(Records drawn from a dataset)

<<<<

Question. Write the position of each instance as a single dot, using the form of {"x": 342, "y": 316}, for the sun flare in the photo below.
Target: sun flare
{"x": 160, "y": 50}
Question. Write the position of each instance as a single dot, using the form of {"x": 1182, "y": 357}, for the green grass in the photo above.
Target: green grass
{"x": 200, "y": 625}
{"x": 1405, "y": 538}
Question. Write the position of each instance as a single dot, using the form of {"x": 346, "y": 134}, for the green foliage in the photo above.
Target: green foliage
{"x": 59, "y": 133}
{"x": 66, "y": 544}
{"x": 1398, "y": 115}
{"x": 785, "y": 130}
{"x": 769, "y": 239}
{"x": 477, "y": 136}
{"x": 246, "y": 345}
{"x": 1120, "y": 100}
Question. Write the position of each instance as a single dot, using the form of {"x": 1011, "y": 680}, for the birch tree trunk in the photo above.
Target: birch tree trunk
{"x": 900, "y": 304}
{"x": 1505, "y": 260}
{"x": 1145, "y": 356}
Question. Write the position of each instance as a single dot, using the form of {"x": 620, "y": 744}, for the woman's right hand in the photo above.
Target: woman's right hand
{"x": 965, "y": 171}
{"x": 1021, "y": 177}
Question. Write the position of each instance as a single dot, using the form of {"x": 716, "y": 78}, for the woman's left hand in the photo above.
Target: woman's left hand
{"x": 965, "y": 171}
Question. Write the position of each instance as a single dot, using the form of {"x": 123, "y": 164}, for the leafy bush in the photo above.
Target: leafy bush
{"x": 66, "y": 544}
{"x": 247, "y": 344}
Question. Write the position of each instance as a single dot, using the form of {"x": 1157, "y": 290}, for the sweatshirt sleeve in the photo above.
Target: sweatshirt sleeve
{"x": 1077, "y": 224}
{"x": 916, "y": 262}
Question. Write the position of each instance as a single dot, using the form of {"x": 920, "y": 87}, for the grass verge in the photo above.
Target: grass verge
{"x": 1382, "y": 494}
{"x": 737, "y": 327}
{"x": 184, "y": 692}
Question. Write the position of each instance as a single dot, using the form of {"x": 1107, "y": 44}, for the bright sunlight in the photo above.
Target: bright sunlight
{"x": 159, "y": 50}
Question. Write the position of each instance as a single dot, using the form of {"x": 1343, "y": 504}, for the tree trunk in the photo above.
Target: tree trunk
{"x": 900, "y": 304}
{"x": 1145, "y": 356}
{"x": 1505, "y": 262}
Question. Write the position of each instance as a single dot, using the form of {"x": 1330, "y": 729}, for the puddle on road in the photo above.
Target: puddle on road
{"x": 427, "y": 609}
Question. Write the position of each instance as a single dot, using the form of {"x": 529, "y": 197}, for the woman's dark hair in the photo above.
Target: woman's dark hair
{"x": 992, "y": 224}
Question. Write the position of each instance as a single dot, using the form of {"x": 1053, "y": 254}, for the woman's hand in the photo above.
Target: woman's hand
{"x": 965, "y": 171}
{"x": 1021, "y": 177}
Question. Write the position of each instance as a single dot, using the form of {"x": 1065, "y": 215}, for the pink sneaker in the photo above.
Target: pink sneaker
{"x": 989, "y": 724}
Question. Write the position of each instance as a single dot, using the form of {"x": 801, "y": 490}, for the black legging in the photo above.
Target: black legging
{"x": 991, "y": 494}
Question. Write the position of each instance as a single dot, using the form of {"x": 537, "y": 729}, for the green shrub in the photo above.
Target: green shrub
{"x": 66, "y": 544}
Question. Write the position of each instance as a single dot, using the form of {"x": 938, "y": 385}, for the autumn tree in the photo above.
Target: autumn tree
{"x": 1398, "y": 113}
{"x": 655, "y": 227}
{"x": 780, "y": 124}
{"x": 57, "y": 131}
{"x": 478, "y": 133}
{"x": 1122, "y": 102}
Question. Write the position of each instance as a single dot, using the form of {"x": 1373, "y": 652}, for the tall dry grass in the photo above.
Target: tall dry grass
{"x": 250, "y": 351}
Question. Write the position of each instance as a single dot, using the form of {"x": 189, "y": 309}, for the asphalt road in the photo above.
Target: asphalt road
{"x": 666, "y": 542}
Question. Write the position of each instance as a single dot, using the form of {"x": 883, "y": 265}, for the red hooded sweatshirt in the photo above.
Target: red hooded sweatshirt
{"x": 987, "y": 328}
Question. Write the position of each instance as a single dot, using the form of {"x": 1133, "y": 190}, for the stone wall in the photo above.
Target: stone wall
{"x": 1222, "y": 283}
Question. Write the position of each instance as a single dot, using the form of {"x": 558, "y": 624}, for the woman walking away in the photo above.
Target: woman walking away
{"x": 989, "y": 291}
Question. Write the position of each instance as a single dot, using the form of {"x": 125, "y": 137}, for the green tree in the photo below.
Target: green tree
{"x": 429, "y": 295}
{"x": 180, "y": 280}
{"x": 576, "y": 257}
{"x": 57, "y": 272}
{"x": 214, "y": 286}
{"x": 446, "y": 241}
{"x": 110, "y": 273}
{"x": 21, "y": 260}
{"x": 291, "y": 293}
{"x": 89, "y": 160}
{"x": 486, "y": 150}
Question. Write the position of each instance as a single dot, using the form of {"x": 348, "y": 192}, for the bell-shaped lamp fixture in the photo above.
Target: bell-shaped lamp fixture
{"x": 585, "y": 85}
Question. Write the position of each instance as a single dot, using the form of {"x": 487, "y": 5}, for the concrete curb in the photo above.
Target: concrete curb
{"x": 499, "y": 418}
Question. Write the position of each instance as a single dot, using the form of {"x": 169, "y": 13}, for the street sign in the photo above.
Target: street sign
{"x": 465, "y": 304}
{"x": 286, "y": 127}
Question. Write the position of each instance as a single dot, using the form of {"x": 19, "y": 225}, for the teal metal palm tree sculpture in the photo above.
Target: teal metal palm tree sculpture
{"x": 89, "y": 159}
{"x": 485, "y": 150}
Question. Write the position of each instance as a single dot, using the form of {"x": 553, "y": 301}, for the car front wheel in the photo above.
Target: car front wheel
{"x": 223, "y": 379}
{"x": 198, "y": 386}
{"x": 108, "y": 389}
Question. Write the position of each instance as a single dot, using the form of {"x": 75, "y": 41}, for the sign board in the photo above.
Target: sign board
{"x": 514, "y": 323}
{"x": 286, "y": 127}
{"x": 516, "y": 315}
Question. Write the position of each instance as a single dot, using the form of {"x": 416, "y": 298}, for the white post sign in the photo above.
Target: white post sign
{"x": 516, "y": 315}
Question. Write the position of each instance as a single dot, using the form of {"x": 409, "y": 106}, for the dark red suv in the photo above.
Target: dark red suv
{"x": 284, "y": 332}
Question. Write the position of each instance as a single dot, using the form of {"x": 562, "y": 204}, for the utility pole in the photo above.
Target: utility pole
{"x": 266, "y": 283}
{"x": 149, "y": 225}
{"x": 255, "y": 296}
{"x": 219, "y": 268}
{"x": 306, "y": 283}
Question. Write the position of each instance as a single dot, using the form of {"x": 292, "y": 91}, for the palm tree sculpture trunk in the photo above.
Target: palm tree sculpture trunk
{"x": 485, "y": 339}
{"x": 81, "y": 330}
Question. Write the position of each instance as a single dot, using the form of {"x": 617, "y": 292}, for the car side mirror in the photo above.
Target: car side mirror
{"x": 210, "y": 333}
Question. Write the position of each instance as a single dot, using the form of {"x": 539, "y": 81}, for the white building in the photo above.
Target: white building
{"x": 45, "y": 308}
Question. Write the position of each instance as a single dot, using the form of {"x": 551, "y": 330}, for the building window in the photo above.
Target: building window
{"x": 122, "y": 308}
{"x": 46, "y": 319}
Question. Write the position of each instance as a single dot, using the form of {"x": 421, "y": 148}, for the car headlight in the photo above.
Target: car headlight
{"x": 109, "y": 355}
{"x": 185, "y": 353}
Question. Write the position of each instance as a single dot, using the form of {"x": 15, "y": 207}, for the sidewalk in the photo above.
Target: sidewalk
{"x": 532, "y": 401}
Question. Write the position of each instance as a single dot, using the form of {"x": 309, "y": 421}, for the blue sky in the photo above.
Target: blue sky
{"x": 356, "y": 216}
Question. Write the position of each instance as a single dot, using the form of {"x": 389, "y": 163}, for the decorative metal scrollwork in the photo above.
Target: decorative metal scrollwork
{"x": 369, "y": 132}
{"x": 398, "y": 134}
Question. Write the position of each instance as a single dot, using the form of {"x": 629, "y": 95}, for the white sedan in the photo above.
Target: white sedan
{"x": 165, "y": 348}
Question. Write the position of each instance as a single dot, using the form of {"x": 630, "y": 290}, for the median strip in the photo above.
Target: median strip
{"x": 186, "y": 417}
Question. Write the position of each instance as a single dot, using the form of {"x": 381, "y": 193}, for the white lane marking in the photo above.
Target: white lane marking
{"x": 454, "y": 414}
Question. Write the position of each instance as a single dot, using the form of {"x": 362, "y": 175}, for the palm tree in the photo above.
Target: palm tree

>>>>

▶ INSTRUCTIONS FOR THE TASK: Which lines in the data hold the string "below"? Copy each of them.

▶ EXERCISE ANSWER:
Question. Write the position of each instance as a single dot, using the form of {"x": 342, "y": 316}, for the sun flare in the photo below.
Question. Write the position of each instance as a single dot, using the form of {"x": 125, "y": 137}, for the green tree in the photo below.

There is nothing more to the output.